• **What to work on**:
After locating the line with "-- sample [178,190].", reproduce that line and every one following it exactly, up to the end of the entries.

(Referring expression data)
# # # #
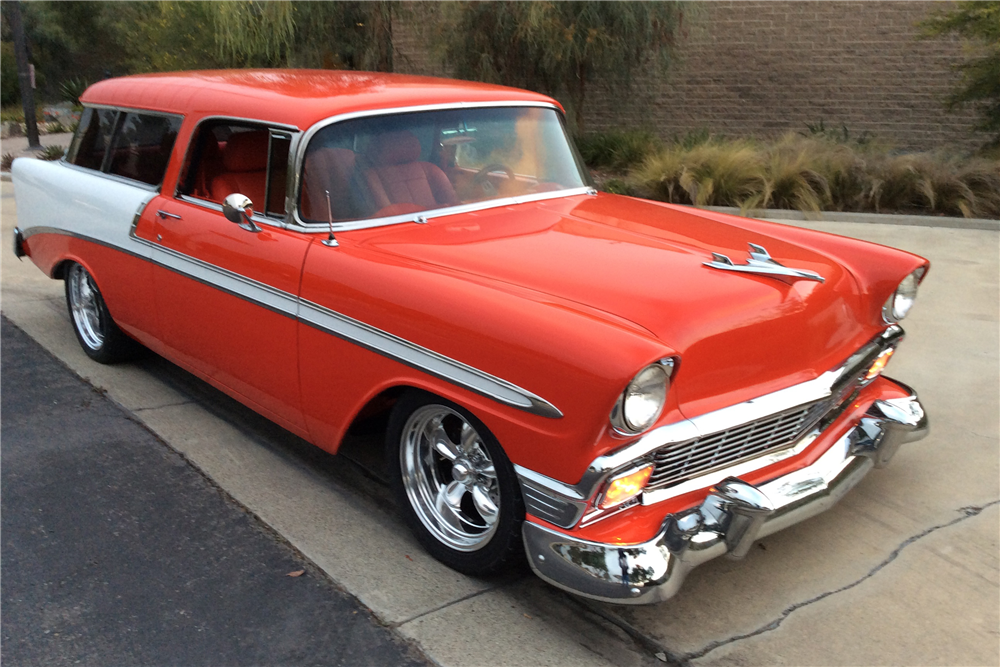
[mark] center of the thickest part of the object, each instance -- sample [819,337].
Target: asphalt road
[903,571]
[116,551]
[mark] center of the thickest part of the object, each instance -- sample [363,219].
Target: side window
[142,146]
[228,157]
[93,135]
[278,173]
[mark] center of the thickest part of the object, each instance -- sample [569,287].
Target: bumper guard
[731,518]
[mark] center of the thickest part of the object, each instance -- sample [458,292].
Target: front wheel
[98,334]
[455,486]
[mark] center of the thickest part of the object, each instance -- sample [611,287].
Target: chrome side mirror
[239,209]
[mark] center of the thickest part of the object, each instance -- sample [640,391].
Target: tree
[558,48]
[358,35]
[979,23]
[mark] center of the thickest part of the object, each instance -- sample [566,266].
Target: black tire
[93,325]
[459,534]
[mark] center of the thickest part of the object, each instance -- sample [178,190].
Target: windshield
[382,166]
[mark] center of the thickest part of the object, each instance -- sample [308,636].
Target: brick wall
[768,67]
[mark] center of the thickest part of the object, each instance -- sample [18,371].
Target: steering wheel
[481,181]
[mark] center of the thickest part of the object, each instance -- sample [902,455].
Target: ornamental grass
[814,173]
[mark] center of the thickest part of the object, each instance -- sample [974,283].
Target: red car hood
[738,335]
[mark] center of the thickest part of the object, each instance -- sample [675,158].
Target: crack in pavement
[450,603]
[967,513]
# # # #
• **Finished task**:
[mark] center of the thickest part of the object, each instance -- sample [178,190].
Target: windshield
[382,166]
[mark] center of the thickest part of the object, each instance -- sample [308,636].
Target: brick wall
[768,67]
[mark] center of the thickest part of the object, each instance -- sample [18,371].
Target: steering wheel
[481,181]
[mark] center of the thickest part of the object, each instance -- sample [902,455].
Target: ornamental grass
[814,173]
[mark] center of the thickest part of the object, each instance -- sample [974,283].
Target: red car hood
[738,335]
[mark] center of the thickest part of the object, each instance -- sample [675,158].
Target: crack in pavement
[450,603]
[967,513]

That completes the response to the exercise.